Source material:
+---+

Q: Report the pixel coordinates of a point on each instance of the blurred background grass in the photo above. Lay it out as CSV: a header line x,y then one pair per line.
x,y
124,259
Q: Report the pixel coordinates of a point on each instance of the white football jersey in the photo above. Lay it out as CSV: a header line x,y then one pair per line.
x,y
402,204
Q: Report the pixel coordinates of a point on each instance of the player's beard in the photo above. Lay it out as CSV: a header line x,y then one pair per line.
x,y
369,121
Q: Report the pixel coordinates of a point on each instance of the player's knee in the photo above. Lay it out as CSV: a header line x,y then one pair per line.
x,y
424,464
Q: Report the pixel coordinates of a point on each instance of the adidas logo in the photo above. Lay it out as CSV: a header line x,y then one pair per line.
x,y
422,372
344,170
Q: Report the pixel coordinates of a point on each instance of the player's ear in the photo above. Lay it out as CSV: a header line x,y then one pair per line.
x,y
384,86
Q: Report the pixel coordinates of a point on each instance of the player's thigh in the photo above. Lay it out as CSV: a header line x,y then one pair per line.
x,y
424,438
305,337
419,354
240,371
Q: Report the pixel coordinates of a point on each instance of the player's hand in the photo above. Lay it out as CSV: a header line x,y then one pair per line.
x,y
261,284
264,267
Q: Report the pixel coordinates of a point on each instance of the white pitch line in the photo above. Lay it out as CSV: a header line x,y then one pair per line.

+---+

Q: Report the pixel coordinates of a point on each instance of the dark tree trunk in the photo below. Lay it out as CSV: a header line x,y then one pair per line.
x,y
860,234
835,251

+---+

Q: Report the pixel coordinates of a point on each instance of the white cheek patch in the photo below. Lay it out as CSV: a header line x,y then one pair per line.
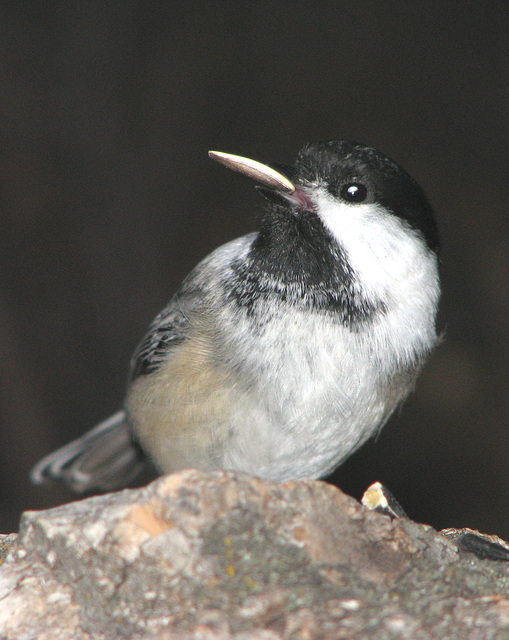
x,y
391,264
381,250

+---+

Task: In the listing above, find the line with "of the blurred" and the line with "the white pitch", then print exactly those lines and every line between them.

Response to this exercise:
Q: Report the pixel coordinates of a point on each instance of the blurred background grass in the photo above. Lay it out as CSV: a header line x,y then one pair per line.
x,y
124,259
Q: Report the pixel coordinates of a point on each instance of the white football jersey in the photo above. Lay it out as CSV: a header line x,y then one pair per line.
x,y
402,204
Q: Report the pixel coordinates of a point on each instance of the player's beard in the photo above. Lay it out as CSV: a header line x,y then one pair per line.
x,y
369,121
Q: Report the pixel coordinates of a point on each instance of the player's knee in the photo above. Lay it out as CSV: a header line x,y then one pair per line.
x,y
424,464
Q: Report the pixel coordinates of a point on each instance of the adidas logo in the photo above. Lay it out as CSV: a header line x,y then one pair per line.
x,y
422,372
344,170
Q: Report the pixel coordinates of a point on each instance of the player's ear in the photo above. Lay it out as CSV: a header line x,y then one pair per line.
x,y
384,86
Q: Report the pixel coordinates of a point on each instance of the player's thigh in the photo above. Lay it out as CSV: a header line x,y then one pair per line.
x,y
424,438
305,337
419,354
240,371
Q: Report the pixel coordinates of a point on each instance of the player's hand in the photo above. Lay it out as CSV: a header line x,y then one pair per line.
x,y
261,284
264,267
Q: Report the pixel coordinates of a point on each instance of the white pitch line in the photo above. Lay it out as CSV: a header line x,y then one pair per line.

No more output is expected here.